--- TEXTO DE REFERÊNCIA ---

TARSO GENRO; JOSÉ GENOINO

Nem tudo que é público é estatal; nem tudo que é estatal é de interesse público
TARSO GENRO e JOSÉ GENOINO
O debate sobre a reforma do Estado tem sido pautado, em regra, por duas posições que representam o passado e que, segundo a habilidade semântica dos interlocutores, podem ser revestidas —cada uma delas— de uma certa "dignidade modernizante".
De um lado está a defesa do estatismo tradicional, que veladamente sugere que o Estado é a forma juridicamente organizada do bem-comum e por isso uma agência ou empresa estatal é sempre uma "conquista da cidadania".
O estranho é que a tese seja defendida por amplos setores identificados com a idéia do socialismo, pois ela choca-se com a visão construída pela teoria marxista, que atribui às instituições do Estado a função, em última instância, de manter e reproduzir os interesses das classes dominantes.

--- TAREFA PROPOSTA ---
Por favor, transcreva do texto de referência o trecho que vai de "De um lado está" até "das classes dominantes.", substituindo "estatismo tradicional" por "estatismo clássico". Os itens não têm nenhum papel nesta atividade.

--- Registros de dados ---
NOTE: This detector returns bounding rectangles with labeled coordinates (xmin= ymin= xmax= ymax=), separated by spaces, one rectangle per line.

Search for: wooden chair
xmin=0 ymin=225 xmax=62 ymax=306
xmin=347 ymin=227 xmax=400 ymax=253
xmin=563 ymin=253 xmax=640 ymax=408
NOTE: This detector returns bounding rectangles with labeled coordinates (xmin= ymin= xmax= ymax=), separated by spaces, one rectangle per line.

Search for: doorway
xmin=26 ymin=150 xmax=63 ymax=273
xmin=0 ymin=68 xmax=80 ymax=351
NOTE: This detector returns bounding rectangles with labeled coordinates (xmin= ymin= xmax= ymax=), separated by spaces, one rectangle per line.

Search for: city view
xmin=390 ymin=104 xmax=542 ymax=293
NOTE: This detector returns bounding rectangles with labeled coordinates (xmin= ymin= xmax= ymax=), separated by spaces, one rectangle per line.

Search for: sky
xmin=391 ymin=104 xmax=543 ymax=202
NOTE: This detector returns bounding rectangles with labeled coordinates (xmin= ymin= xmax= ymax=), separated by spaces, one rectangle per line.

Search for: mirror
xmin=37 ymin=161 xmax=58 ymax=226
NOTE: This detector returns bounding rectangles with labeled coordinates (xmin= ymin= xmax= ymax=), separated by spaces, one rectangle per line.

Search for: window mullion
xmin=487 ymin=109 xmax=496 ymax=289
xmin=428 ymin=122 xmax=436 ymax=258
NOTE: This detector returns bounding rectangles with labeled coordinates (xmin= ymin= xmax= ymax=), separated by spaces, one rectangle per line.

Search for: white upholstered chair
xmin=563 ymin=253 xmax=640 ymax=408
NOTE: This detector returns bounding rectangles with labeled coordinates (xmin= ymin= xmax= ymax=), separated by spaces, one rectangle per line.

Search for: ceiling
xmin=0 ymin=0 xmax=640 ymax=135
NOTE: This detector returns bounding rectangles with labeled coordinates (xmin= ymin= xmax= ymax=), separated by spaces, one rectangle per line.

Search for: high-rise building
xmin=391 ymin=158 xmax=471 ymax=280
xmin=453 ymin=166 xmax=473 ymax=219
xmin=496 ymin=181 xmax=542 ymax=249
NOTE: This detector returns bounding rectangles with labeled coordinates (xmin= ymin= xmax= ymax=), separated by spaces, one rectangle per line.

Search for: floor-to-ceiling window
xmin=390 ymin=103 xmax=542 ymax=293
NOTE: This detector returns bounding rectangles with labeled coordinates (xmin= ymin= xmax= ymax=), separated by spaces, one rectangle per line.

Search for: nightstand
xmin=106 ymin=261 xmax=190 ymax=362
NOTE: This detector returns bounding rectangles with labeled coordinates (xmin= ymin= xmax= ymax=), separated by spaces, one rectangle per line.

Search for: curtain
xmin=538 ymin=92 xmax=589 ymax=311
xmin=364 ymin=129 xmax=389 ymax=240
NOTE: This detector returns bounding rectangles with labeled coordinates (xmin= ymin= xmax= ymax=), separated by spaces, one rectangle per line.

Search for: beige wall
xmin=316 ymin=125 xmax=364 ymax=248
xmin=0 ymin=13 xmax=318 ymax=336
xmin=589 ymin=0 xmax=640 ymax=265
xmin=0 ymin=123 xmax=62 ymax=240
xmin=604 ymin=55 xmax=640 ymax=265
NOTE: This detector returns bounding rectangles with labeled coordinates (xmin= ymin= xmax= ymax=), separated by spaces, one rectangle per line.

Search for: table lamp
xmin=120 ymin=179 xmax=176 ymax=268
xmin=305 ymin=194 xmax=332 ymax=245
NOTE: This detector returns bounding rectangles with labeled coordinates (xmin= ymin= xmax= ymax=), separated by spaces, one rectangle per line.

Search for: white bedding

--- RESPOSTA DO EXERCÍCIO ---
De um lado está a defesa do estatismo clássico, que veladamente sugere que o Estado é a forma juridicamente organizada do bem-comum e por isso uma agência ou empresa estatal é sempre uma "conquista da cidadania".
O estranho é que a tese seja defendida por amplos setores identificados com a idéia do socialismo, pois ela choca-se com a visão construída pela teoria marxista, que atribui às instituições do Estado a função, em última instância, de manter e reproduzir os interesses das classes dominantes.